> _AIM OF THE EXERCISE_
Pick up the news story about the Bezoses' $10 million gift to a veterans' super PAC after its final sentence and keep writing it.

> _READING PASSAGE_
__________________________________________________

Amazon’s Jeff Bezos donates $10 million to bipartisan veterans’ super PAC
Amazon founder and Chief Executive Jeff Bezos and his wife, MacKenzie Bezos, are making their first major political contribution with a $10-million gift to a super PAC focused on electing veterans to public office.
The super PAC, titled With Honor, works with candidates across political parties. Unlike other mega-donors who have poured tens of millions of dollars into Republican or Democratic campaigns, the Bezoses chose a group whose 2018 mission includes reversing “the trend of veteran decline in Congress.”
Earlier this year, Forbes ranked Bezos — who owns the Washington Post — the richest man in the world, with a net worth of more than $150 billion. On Tuesday, Amazon became the second publicly traded company in the United States to reach a value of more than $1 trillion.
Bezos’ most notable political donation before this cycle was in 2012, when he gave $2.5 million to the campaign to defend same-sex marriage in Washington state. Bezos has previously given to Republican and Democratic candidates for Congress.
He and his wife have given to the political action committees of Amazon.com and Blue Origin, the commercial space company that Bezos founded. Both of those committees have supported Democrats and Republicans, including this election cycle.
The Bezoses have also given sporadic contributions to federal campaign committees. Since the 2014 election cycle, they gave $37,600 to four federal candidates, FEC records show: Sen. Patty Murray, D-Wash.; Sen. Orrin Hatch, R-Utah; Rep. Jason Chaffetz, R-Utah; and Sen. Maria Cantwell, D-Wash.
The contribution, first reported Wednesday by the Wall Street Journal, was confirmed by an Amazon spokesperson and With Honor. Bezos declined to comment through the Amazon spokesperson.
With Honor’s website says that the “country has been ripped apart by hyper-partisanship” and that “Americans know that extreme partisanship has corroded our national legislature.” The fund argues that no national institution suffers from an absence of mutual trust more than Congress.
According to With Honor, veterans represented more than half of Congress for much of the late 20th century. But the decline of veterans in Congress has far outpaced the decline of veterans in the overall U.S. population, according to the group. The Brookings Institution tallied veteran representation in Congress at 19% — a near-historic low.
With Honor will endorse at least 25 candidates in 2018 based on their leadership history and alignment with the fund’s pledge of integrity, civility and courage. That pledge includes meeting with someone from a different political party at least once per month and sponsoring legislation with a member of an opposing party at least once per year.
The super PAC previously received about $2 million from Bezos’ parents, Jacklyn and Miguel. This is the first election cycle the Bezos family has spent heavily on super PACs, Federal Election Commission records show. In previous years, Bezos’ parents supported individual candidate committees, donations to which are capped at $5,400 per cycle.
With the latest donation to With Honor, Bezos and his wife are now among the biggest donors to super PACs this cycle.

__________________________________________________

> _RECORDS SHOWN_
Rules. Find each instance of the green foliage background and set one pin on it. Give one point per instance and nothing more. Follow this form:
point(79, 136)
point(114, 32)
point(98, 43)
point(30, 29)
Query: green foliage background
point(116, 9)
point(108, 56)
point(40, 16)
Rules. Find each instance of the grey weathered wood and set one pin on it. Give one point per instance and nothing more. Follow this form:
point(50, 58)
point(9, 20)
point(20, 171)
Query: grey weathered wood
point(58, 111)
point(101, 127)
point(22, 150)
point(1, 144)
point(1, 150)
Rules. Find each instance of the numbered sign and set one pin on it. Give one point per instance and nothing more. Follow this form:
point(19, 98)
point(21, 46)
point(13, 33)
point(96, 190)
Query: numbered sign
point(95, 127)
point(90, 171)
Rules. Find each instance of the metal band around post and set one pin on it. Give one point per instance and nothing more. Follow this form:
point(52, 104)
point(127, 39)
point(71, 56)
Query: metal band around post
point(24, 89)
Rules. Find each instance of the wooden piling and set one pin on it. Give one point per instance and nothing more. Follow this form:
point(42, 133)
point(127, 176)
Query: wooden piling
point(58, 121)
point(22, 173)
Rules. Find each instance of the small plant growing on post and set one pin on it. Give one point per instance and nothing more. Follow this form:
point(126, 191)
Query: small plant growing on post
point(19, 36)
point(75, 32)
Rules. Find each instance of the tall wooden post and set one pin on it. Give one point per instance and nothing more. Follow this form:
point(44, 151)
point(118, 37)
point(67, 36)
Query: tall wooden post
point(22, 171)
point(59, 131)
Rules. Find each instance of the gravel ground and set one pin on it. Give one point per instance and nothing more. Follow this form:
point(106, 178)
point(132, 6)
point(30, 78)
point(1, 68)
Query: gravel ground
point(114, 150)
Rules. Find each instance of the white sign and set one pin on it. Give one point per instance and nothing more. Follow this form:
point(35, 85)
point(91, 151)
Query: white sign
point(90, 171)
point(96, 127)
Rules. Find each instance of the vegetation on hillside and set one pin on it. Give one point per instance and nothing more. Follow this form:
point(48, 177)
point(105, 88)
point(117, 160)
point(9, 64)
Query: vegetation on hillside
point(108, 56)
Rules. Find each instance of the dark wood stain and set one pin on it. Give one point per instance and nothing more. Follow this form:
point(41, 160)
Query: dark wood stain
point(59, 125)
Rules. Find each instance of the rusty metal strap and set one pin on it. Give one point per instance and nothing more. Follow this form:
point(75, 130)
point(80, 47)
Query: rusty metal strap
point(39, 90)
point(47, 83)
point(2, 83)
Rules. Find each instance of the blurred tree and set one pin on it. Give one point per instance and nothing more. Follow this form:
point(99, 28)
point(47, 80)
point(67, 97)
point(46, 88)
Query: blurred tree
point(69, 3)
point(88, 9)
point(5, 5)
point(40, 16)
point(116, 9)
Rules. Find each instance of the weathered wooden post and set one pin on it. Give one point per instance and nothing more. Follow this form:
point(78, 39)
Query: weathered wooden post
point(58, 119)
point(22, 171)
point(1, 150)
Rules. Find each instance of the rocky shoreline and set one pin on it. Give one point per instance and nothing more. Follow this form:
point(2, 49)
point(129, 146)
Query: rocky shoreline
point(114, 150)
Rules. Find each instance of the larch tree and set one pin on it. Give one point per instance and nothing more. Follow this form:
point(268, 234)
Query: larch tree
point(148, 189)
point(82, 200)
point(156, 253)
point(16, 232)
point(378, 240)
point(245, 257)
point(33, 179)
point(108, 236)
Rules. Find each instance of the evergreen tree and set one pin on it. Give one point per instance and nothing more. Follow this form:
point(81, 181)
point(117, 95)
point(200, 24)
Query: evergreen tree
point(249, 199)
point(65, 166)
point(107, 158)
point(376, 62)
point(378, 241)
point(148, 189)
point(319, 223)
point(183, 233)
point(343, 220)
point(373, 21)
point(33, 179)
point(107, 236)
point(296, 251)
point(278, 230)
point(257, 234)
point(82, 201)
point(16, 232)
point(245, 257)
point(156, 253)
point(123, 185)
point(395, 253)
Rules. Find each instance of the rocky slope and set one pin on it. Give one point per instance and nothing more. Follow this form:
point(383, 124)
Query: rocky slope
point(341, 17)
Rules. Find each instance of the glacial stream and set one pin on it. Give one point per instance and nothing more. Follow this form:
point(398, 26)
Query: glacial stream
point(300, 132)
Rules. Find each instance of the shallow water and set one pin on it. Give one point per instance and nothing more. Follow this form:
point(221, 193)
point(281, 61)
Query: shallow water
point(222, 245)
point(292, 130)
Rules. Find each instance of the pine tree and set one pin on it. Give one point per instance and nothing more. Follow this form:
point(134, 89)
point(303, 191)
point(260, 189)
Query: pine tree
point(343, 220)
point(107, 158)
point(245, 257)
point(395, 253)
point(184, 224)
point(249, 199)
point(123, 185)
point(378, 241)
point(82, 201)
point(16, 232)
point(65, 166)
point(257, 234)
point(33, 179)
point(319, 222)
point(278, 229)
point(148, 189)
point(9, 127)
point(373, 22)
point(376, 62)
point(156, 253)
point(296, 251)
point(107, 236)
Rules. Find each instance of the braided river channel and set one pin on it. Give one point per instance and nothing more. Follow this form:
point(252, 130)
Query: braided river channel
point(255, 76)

__________________________________________________

> _EXPECTED ANSWER_
The $10-million donation marks the largest contribution to the super PAC so far this election cycle. Previously, the biggest donors to the super PAC were the retail magnate Leslie Wexner and his wife, Abigail, a lawyer and philanthropist, who gave $2.8 million to the group, FEC records show.
With Honor has supported a slew of veterans running for Congress, and the bulk of its spending so far has paid for ads in support of veterans running for Congress, or ads against their opponents, FEC records show.
As of Wednesday, With Honor listed 33 candidates for House races nationwide. Among candidates the group is supporting are some of the most high-profile veterans from both parties this cycle, such as Democrats Mikie Sherrill in New Jersey, MJ Hegar in Texas, Amy McGrath in Kentucky and Republican Jim Baird in Indiana.
Bezos’ choice of a super PAC that aims to elect veterans who will reach across the political aisle sends a message about his values, said Jason Schloetzer, a professor at Georgetown University who studies CEOs. But the decision was probably heavily vetted given his dominance and “people watching every move that you make.”
“I don’t think that too many CEOs have done well coming out very strongly on one side or the other in terms of politics, so you definitely need to step carefully,” Schloetzer said.
Schloetzer said Bezos’ wading into political waters is different from Amazon as a company inserting itself into a political or social cause, and that the personal donation wouldn’t be inextricably tied to the Amazon brand “just because it has his name associated with it.”
But Tom Lin, a law professor at Temple University who has studied corporate governance, said it can be difficult to “separate Amazon from Jeff Bezos, and Jeff Bezos from Amazon.”
Lin said companies and their leaders have to be mindful of how any political affiliations can harm their businesses and risk alienating customers and investors, or even energize activism against the company. Lin also noted that companies and their leaders have come under direct attack by President Trump in tweet storms that ignite online vitriol.
On Monday, for example, Nike revealed that Colin Kaepernick — the out-of-work NFL quarterback who generated controversy for kneeling during the national anthem to protest racial injustice and police brutality — would be featured in the company’s “Just Do It” campaign. On Wednesday morning, Trump doubled down on his criticisms of Nike and the NFL, tweeting that the sportswear giant was “getting absolutely killed with anger and boycotts.”
“Just as our politics has divided the country into red states and blue states, and red counties and blue counties,” Lin said, “you can see that political engagement by executives can fragment the marketplace into red businesses and blue businesses.”